Desde hace unos días, Zafra también es profeta en su tierra: la Casa de la Cultura de Zuheros lleva su nombre por petición popular. “En realidad, esta Casa de la Cultura Remedios Zafra debería llevar implícito un paréntesis invisible en que se leyera, cuando era niña”, confesó en su discurso de agradecimiento bajo los focos, delante sus vecinos y vecinas. 

Remedios creció y se enfrentó al mundo con asombro en las calles de Zuheros. Hasta que un día decidió volar a otras ciudades, a otras bibliotecas, a otros horizontes, para siempre volver con su canto de sibila, quizás más triste y más cansada, pero también más sabia, a este rincón de la Subbética.

Por el camino se convirtió en investigadora científica en el Instituto de Filosofía del Consejo Superior de Investigaciones Científicas de España (CSIC), en profesora de varias universidades, en Catedrática en Arte y Humanidades, además de en escritora.

En su obra, Zafra analiza la cultura presente y cómo la red modifica nuestras relaciones con el entorno, la sociedad, el pensamiento, el modo de habitar y el propio cuerpo. En su último ensayo, El informe. Trabajo intelectual y tristeza burocrática (Anagrama, 2024) vuelve a reivindicar la necesidad de transformar la filosofía del trabajo mediado por la tecnología.

La charla que viene a continuación merece atención, tranquilidad y tiempo. Todo eso que casi nunca nos permitimos en el curso enfurecido de la vida contemporánea. 

La invitación es a leer sin prisa y a atreverse a pensar por uno mismo. Por una misma.

PREGUNTA (P). Dar nombre a la Casa de la Cultura de Zuheros, tu pueblo ¿aturde, emociona, pesa o todo eso al mismo tiempo?

----

[Enunciado]
Por favor, reproduce el fragmento del texto sobre Remedios Zafra que comienza en las palabras "En su obra, Zafra" y acaba después de "la vida contemporánea.", cambiando "ensayo" por "libro".

[Datos mostrados]

----

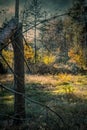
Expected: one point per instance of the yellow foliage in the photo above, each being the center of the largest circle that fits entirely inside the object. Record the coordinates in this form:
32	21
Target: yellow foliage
48	59
77	56
28	52
8	54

----

[Respuesta]
En su obra, Zafra analiza la cultura presente y cómo la red modifica nuestras relaciones con el entorno, la sociedad, el pensamiento, el modo de habitar y el propio cuerpo. En su último libro, El informe. Trabajo intelectual y tristeza burocrática (Anagrama, 2024) vuelve a reivindicar la necesidad de transformar la filosofía del trabajo mediado por la tecnología.

La charla que viene a continuación merece atención, tranquilidad y tiempo. Todo eso que casi nunca nos permitimos en el curso enfurecido de la vida contemporánea.